:: Source extract ::
----

From Goodreads ~ When her fiancé’s private plane crashes in the Colorado Rockies, Allison Carpenter miraculously survives. But the fight for her life is just beginning. Allison has been living with a terrible secret, a shocking truth that powerful men will kill to keep buried. If they know she’s alive, they will come for her. She must make it home.
In the small community of Owl Creek, Maine, Maggie Carpenter learns that her only child is presumed dead. But authorities have not recovered her body - giving Maggie a shred of hope. She, too, harbors a shameful secret: she hasn’t communicated with her daughter in two years, since a family tragedy drove Allison away. Maggie doesn’t know anything about her daughter’s life now - not even that she was engaged to wealthy pharmaceutical CEO Ben Gardner or why she was on a private plane.
As Allison struggles across the treacherous mountain wilderness, Maggie embarks on a desperate search for answers. Immersing herself in Allison’s life, she discovers a sleek socialite hiding dark secrets. What was Allison running from - and can Maggie uncover the truth in time to save her?
Ben, the wealthy CEO of a pharmaceutical company, is flying his small plane home to San Diego from Chicago with his fiancée, Allison. The plane crashes in the Rockies ... Ben is dead and Allison survives, though she is pretty banged up. Allison has knowledge of something that she will probably be killed for so she knows she has to getting moving before anyone finds her.
Back home in Maine, Maggie, Allison's mother, is notified of the crash and that her daughter is presumed dead and her body must have been burnt in the wreckage. Maggie won't truly be convinced of Allison's death until her body is found. She and Allison had been estranged for the last two years so Maggie doesn't know anything about her current life, including being engaged to and living with Ben.

----

:: Supplied material ::
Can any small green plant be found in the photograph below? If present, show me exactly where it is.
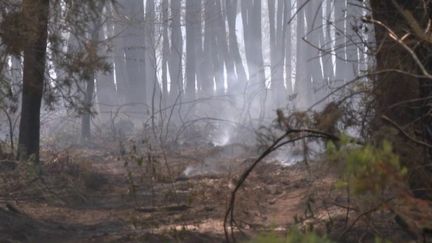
[327,141,407,196]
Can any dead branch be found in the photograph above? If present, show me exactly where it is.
[223,129,340,242]
[381,115,432,148]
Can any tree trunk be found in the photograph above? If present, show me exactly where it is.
[371,0,432,197]
[168,0,184,103]
[226,0,247,85]
[186,0,201,100]
[18,0,49,161]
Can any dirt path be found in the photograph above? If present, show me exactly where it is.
[0,145,307,242]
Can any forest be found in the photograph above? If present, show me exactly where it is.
[0,0,432,243]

----

:: What you should do ::
Continue the book write-up above about Allison Carpenter and her mother Maggie, picking up right after its final sentence.

:: Exercise result ::
I thought this had an interesting writing style and it worked for me. It's written in two voices ... Allison's and Maggie's, with the chapters alternating (they are labeled) ... both are written in first person perspective. As a head's up, there is swearing.
Allison's story begins with the crash and her journey to get down the mountain to safety. In addition, there are flashbacks to her life in San Diego so we get to know how she ended up engaged to Ben and in the plane. Maggie's story begins when she learns from her long-time friend, Jim, who is a police officer about Allison's crash. She then sets out to learn all she can about Allison's new life.
I liked the story. It was a bit farfetched at times but I went with it ... like when Allison bought a car without having any ID or when someone gives Allison a drive into a town and puts her up in a hotel room, despite her being bloody, dirty and smelly.
And I found it odd that Allison, when she thought her mother was danger, drove thousands of miles home to Maine rather than calling, Jim, the family friend who is a police officer who lives practically next door to Maggie.
I found it a bit naïve on the author's part to assume that almost everyone who is OLD like Maggie (she was only about sixty!) wouldn't know how to navigate a computer and the Internet. Really!?